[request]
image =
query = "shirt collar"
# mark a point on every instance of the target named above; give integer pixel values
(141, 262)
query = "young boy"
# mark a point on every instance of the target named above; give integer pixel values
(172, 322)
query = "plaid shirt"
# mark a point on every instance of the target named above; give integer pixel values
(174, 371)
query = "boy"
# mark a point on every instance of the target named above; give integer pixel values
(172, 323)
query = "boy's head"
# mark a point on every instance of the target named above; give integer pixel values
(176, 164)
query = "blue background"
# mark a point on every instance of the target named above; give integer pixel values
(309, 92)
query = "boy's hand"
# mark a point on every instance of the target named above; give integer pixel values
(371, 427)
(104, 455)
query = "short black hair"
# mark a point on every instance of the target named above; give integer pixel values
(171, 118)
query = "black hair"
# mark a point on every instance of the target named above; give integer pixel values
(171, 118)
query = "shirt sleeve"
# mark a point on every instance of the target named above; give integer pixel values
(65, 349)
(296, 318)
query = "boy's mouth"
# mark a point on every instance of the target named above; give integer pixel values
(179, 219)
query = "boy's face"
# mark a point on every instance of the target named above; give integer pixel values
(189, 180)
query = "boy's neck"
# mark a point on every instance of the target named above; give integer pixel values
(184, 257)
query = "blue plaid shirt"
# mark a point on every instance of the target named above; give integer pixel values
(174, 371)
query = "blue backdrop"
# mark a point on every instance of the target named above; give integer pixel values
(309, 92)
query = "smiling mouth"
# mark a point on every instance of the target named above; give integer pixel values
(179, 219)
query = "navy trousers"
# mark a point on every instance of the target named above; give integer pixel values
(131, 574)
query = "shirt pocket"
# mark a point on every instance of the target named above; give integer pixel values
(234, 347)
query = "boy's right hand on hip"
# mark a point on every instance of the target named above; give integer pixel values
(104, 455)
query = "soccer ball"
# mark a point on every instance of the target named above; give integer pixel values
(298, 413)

- Instructions to follow: Everything from the line containing "right hand on" to the end of the records must be written out exactly; include both of those lines and no others.

- Written response:
query = "boy's right hand on hip"
# mark a point on every instance of the target named above; give integer pixel values
(104, 455)
query = "soccer ball"
# mark a point on every instance of the target named above; give integer pixel values
(298, 413)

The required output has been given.